━━━━━ PROVIDED INFORMATION ━━━━━

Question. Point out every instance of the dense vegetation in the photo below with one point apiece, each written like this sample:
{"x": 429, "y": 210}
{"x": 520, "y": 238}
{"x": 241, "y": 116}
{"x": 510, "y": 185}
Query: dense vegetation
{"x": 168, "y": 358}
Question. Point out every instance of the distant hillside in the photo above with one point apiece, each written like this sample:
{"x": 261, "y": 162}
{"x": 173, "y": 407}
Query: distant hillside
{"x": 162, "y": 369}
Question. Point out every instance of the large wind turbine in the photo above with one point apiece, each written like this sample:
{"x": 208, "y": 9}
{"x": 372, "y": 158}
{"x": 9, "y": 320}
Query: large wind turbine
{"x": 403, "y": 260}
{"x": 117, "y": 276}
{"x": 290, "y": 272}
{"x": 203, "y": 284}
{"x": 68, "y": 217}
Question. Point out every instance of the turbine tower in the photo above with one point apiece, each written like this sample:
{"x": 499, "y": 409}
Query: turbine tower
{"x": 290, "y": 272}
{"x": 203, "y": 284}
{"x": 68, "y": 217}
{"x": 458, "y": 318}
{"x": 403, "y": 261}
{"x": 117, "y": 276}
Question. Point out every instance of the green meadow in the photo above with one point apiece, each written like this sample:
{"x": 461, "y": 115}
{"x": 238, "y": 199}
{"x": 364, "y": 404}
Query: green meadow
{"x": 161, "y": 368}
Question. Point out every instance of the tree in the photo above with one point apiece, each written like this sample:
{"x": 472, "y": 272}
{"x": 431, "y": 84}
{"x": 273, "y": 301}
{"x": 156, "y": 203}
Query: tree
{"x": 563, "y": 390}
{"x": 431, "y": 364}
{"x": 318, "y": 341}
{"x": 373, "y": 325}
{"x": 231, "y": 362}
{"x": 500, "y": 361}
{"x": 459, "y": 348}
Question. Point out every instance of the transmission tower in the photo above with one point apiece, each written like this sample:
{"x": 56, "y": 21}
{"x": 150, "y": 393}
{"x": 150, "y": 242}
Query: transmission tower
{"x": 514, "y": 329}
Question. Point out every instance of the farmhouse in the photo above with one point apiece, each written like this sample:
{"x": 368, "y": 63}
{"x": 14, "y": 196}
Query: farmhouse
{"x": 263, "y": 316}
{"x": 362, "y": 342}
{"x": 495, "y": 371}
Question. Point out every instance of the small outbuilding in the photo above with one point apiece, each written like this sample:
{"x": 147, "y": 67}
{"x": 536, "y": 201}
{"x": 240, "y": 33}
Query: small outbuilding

━━━━━

_AIM OF THE EXERCISE_
Print all of the entries exactly, leaving nothing out.

_TASK OUTPUT_
Question. Point out every instance of the dense vegetation in the photo below with one point apiece, each written like this sample:
{"x": 429, "y": 210}
{"x": 520, "y": 238}
{"x": 241, "y": 116}
{"x": 510, "y": 185}
Query: dense vegetation
{"x": 168, "y": 358}
Question. Point out every instance of the distant hillside in the photo above with one point apiece, each written like this sample:
{"x": 261, "y": 162}
{"x": 173, "y": 407}
Query: distant hillside
{"x": 162, "y": 369}
Question. Point out every instance of the large wind turbine in the photo above with one point apiece, each written like this sample:
{"x": 208, "y": 9}
{"x": 372, "y": 158}
{"x": 9, "y": 320}
Query: large wind turbine
{"x": 403, "y": 260}
{"x": 117, "y": 276}
{"x": 290, "y": 272}
{"x": 203, "y": 284}
{"x": 68, "y": 217}
Question. Point out every instance of the turbine tower in the photo above with one point apiece, each written like this sample:
{"x": 499, "y": 409}
Query: turbine tower
{"x": 290, "y": 272}
{"x": 203, "y": 284}
{"x": 68, "y": 217}
{"x": 458, "y": 318}
{"x": 403, "y": 261}
{"x": 117, "y": 276}
Question. Point out every instance of the green meadow in the photo above with one point apiece, each written like this sample:
{"x": 461, "y": 115}
{"x": 238, "y": 199}
{"x": 364, "y": 404}
Query: green meadow
{"x": 161, "y": 368}
Question. Point out every instance of the tree in the photo above with one point apiece, each written like this sample:
{"x": 472, "y": 272}
{"x": 431, "y": 84}
{"x": 273, "y": 301}
{"x": 156, "y": 203}
Query: tree
{"x": 563, "y": 390}
{"x": 431, "y": 364}
{"x": 318, "y": 341}
{"x": 373, "y": 325}
{"x": 231, "y": 362}
{"x": 500, "y": 361}
{"x": 459, "y": 348}
Question. Point out every instance of the transmission tower in the photo above with one point apiece, each written like this sample:
{"x": 56, "y": 21}
{"x": 150, "y": 393}
{"x": 150, "y": 242}
Query: transmission tower
{"x": 514, "y": 329}
Question. Point out every instance of the farmhouse in the photo above with one point apiece, each written like this sample:
{"x": 368, "y": 63}
{"x": 14, "y": 196}
Query: farmhouse
{"x": 263, "y": 316}
{"x": 362, "y": 342}
{"x": 495, "y": 371}
Question. Point out every instance of the small outbuilding in the photo above with one point apiece, each written like this sample:
{"x": 147, "y": 67}
{"x": 536, "y": 201}
{"x": 240, "y": 33}
Query: small outbuilding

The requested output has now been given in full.